:: Problem ::
Entries follow. Set all of them down as they stand.

:: Data ::
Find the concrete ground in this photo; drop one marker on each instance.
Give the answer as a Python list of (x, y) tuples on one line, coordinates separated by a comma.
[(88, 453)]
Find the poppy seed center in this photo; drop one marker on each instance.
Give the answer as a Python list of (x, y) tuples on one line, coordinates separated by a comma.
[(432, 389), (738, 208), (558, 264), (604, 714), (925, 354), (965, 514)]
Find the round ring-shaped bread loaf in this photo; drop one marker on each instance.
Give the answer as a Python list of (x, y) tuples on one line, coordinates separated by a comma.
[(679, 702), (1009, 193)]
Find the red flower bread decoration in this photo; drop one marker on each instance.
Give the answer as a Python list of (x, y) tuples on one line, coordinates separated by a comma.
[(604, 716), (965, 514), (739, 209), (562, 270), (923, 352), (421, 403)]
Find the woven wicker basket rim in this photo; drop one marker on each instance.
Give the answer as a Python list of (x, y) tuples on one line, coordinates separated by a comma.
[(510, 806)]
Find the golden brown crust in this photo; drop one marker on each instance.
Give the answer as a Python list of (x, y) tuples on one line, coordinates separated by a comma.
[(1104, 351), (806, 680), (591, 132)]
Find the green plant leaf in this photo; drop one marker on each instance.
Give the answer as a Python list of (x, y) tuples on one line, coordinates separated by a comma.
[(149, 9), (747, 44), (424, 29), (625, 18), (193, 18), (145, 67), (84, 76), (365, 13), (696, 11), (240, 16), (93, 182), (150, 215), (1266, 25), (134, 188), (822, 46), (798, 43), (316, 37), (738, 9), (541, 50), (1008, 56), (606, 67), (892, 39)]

:: Written answer ::
Find the concrete ground in this photo; drop one marker on each instance.
Give the answer as a Python list of (x, y) tuples on one line, coordinates separated by a comma.
[(88, 453)]
Find the poppy seed center in this photo; drop one marker on each instance.
Give the answer as a Python list of (x, y) tuples on one line, coordinates separated by a comma.
[(432, 389), (738, 208), (558, 264), (604, 714), (925, 354), (965, 514)]
Find the round ring-shaped bread loaf in this photo; drop one marker on each instance.
Give the answer as a Python list of (x, y) tuples on one line, coordinates separated by a comma.
[(679, 702), (1009, 193)]
Find the red flower bread decoration in this photo; drop one marker on each instance.
Give the answer as a Python list of (x, y) tuples on one line, coordinates separated by a comma.
[(604, 716), (965, 514), (739, 209), (562, 270), (923, 352), (421, 403)]
Find the woven wicker basket rim in this photo; drop one marker on each instance.
Give the answer as a Python list of (x, y) tuples on one line, coordinates separated by a comma.
[(510, 806)]
Find the golden brown crust in this photo; drop one marker on each instance.
Give the answer as a Python list of (x, y) tuples on one line, coordinates separated by a comma.
[(1104, 351), (806, 680), (591, 132)]
Find the green plant leaf in this photo; drop one marker on each instance.
Give the answer as a Python list of (x, y) tuples on one line, coordinates separated by a comma.
[(149, 9), (747, 44), (424, 29), (625, 18), (193, 18), (145, 67), (84, 76), (365, 13), (696, 11), (240, 16), (93, 182), (150, 215), (1266, 25), (134, 188), (822, 46), (798, 43), (316, 37), (738, 9), (541, 50), (1008, 56), (606, 67), (892, 39)]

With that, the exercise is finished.